[[ Data listing open ]]

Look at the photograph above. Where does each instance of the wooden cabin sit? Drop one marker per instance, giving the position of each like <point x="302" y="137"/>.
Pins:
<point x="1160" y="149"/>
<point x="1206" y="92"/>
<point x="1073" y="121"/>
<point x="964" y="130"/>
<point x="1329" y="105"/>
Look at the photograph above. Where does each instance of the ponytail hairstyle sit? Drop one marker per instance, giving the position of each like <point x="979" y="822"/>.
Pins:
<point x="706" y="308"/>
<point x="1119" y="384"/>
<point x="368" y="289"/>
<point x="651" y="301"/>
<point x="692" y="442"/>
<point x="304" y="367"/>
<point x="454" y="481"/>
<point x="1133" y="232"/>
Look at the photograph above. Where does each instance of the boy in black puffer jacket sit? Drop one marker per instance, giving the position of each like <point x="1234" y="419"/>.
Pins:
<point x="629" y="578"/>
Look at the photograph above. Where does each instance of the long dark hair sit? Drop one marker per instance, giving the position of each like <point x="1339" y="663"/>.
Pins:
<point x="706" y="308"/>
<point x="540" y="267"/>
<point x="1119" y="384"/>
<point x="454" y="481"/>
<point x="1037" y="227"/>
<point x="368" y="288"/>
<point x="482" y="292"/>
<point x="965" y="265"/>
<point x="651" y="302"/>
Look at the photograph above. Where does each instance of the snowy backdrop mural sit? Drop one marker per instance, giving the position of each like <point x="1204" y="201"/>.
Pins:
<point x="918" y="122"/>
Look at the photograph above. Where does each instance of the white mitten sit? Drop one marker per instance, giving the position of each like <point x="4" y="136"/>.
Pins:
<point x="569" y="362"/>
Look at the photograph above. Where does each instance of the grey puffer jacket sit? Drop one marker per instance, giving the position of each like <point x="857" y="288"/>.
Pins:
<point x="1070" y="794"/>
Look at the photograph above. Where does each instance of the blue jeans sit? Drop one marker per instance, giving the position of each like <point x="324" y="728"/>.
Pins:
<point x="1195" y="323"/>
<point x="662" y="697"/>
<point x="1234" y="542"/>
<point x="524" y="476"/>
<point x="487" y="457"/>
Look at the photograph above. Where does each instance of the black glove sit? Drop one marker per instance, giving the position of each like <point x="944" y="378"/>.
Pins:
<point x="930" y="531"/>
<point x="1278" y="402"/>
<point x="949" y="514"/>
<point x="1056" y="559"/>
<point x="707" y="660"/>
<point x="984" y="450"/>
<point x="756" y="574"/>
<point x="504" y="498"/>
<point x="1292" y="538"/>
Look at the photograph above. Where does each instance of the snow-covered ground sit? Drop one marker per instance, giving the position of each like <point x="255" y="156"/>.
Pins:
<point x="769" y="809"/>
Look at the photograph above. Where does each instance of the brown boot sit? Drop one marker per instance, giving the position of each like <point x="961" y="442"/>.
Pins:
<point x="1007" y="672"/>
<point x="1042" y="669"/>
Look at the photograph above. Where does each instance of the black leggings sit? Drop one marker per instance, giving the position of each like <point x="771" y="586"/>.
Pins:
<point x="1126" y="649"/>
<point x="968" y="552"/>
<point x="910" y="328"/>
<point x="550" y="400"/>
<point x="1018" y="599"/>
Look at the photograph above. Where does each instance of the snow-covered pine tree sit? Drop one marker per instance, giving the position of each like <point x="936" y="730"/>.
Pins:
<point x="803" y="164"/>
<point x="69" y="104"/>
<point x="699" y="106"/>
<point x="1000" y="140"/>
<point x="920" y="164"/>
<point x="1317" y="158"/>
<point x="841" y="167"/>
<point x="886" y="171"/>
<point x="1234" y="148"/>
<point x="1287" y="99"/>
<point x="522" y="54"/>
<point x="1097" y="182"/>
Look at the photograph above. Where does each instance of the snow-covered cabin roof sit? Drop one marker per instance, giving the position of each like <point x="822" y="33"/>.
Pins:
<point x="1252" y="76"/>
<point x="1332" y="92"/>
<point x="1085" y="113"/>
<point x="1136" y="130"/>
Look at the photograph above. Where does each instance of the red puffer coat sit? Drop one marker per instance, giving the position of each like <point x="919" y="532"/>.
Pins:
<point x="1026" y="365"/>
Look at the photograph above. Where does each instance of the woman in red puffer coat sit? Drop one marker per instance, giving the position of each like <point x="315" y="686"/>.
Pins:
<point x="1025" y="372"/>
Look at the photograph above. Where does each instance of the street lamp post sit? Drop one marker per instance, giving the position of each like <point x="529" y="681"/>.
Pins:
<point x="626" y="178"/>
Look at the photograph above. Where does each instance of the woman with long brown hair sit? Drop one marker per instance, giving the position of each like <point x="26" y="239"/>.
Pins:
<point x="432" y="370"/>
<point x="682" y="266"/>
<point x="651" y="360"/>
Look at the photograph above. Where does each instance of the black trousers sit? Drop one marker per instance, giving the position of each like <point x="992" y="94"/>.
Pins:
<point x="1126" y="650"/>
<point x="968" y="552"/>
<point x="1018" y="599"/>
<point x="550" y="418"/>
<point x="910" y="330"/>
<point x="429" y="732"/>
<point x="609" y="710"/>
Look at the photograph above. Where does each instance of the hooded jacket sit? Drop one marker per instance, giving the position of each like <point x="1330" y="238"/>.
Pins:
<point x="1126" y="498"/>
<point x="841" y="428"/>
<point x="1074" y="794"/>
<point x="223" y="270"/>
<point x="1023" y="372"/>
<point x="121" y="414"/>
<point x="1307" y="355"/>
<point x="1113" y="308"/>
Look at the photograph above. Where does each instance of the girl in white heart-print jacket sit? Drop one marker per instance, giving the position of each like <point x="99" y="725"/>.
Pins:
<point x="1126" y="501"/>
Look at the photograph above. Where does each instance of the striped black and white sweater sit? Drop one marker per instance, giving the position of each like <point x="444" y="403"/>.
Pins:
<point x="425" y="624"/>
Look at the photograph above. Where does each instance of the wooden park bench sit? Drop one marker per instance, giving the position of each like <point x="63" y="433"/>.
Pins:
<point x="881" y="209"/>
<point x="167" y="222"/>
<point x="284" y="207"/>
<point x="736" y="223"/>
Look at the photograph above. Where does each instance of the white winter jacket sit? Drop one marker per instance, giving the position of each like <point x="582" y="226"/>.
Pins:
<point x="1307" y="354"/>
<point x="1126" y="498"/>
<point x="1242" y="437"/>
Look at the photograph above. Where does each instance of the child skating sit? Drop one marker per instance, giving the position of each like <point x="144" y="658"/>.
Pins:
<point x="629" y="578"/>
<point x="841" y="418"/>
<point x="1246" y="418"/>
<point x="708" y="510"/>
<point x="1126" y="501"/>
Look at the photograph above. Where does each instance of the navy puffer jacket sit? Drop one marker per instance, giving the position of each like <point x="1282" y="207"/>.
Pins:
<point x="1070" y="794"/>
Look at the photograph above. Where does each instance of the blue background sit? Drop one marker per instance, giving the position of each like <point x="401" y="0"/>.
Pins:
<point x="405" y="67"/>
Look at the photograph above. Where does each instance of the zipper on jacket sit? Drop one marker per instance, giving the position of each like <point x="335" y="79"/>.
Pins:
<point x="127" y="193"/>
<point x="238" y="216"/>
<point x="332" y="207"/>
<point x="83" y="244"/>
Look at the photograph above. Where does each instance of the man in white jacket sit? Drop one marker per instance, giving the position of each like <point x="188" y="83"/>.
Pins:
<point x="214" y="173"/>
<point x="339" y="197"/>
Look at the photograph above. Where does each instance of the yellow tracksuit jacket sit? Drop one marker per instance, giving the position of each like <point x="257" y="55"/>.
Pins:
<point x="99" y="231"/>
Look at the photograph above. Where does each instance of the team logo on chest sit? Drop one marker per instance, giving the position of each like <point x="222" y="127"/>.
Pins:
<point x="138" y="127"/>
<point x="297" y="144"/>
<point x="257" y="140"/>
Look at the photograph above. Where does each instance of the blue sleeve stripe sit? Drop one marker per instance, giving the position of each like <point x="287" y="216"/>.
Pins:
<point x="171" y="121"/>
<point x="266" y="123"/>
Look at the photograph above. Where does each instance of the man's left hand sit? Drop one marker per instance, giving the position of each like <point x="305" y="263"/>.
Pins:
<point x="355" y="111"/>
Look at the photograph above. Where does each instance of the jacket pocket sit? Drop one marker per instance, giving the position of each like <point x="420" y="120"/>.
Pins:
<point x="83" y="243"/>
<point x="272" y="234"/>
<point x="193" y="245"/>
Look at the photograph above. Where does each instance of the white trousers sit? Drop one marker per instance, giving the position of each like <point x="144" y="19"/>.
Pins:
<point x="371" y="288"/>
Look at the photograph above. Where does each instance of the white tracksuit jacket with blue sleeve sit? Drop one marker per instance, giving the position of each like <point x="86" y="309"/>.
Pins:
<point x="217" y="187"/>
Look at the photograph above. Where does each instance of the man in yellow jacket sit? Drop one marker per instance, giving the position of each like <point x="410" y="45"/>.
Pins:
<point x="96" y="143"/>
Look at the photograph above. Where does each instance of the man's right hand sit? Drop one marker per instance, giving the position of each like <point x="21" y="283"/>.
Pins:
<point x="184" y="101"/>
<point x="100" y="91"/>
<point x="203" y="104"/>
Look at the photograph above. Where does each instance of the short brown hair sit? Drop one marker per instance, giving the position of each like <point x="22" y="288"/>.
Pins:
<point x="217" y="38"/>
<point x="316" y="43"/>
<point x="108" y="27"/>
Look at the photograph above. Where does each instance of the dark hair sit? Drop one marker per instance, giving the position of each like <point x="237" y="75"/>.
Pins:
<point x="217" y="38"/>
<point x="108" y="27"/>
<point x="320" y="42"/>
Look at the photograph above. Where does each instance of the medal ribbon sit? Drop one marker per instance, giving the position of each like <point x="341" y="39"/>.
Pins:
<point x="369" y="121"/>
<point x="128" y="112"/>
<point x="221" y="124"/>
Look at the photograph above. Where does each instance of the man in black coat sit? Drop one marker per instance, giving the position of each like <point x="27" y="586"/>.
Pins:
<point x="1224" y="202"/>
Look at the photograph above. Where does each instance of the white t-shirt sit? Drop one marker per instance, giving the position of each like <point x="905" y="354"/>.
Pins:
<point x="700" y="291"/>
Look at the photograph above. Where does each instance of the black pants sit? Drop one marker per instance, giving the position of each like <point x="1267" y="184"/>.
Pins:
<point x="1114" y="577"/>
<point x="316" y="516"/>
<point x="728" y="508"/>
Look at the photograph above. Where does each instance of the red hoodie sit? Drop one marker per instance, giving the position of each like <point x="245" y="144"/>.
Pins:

[[ Data listing closed ]]

Try it →
Only one part of the material above is to be transcribed, namely the lines starting with the line that has "of the girl" and going on through the line that has "of the child", exactly as they stand.

The completed task →
Look at the photograph above. Where does each instance of the girl in white heart-print jacket sit? Drop one marker per instance, giving the position of each like <point x="99" y="725"/>.
Pins:
<point x="1126" y="501"/>
Look at the photograph above. Where does each instance of the striped black and white sweater sit? Drop one marker per instance, giving the position of each like <point x="444" y="403"/>.
Pins:
<point x="425" y="624"/>
Look at the photograph above. Where does each instance of the wooden park bench sit? Drop one marker per instance, giving the position of each like <point x="63" y="433"/>.
Pins:
<point x="881" y="209"/>
<point x="167" y="222"/>
<point x="284" y="207"/>
<point x="736" y="223"/>
Look at the photograph above. Where does each instance of the white winter jacket sit? Drop one marker per instance, giving the position of each like <point x="582" y="226"/>.
Pins:
<point x="1307" y="354"/>
<point x="1126" y="498"/>
<point x="1242" y="437"/>
Look at the photograph above. Where does each instance of the child skating sit? Drop one marker per instance, giving the position of each like <point x="144" y="658"/>.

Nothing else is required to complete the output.